[begin RAW DATA]

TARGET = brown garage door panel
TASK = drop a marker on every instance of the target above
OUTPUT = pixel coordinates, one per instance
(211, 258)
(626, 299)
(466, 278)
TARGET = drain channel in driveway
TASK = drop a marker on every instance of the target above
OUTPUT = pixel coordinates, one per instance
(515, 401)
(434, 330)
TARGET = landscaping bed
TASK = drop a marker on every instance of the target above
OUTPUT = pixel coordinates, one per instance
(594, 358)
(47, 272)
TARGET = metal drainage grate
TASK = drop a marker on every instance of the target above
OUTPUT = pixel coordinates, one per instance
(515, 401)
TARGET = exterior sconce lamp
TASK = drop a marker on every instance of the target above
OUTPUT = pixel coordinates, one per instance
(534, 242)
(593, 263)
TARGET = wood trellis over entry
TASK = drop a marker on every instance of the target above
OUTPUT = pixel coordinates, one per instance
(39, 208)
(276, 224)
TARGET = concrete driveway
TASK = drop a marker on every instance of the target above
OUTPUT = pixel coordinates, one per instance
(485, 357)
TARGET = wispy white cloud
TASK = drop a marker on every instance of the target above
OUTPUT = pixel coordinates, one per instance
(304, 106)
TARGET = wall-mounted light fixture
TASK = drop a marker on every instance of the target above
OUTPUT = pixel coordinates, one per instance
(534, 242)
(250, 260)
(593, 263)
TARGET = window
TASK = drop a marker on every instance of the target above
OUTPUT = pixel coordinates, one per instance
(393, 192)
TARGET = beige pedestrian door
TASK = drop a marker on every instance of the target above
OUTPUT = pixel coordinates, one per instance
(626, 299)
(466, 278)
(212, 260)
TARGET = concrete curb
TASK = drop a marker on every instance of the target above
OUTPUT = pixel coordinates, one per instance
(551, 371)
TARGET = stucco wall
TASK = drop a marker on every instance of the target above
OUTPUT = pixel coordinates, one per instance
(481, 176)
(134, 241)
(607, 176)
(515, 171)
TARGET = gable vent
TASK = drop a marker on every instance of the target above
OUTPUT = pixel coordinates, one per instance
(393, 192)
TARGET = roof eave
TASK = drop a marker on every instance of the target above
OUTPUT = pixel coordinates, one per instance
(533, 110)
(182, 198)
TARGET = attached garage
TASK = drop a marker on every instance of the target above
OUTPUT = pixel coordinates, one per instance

[end RAW DATA]

**GIVEN TASK:** Copy the data from the line with "TARGET = attached garage" through the end, substituting "pin" for "marker" and keeping everything else the same.

**TASK OUTPUT:**
TARGET = attached garage
TASK = drop a pin on every instance of the target above
OUTPUT = pixel coordinates, one per instance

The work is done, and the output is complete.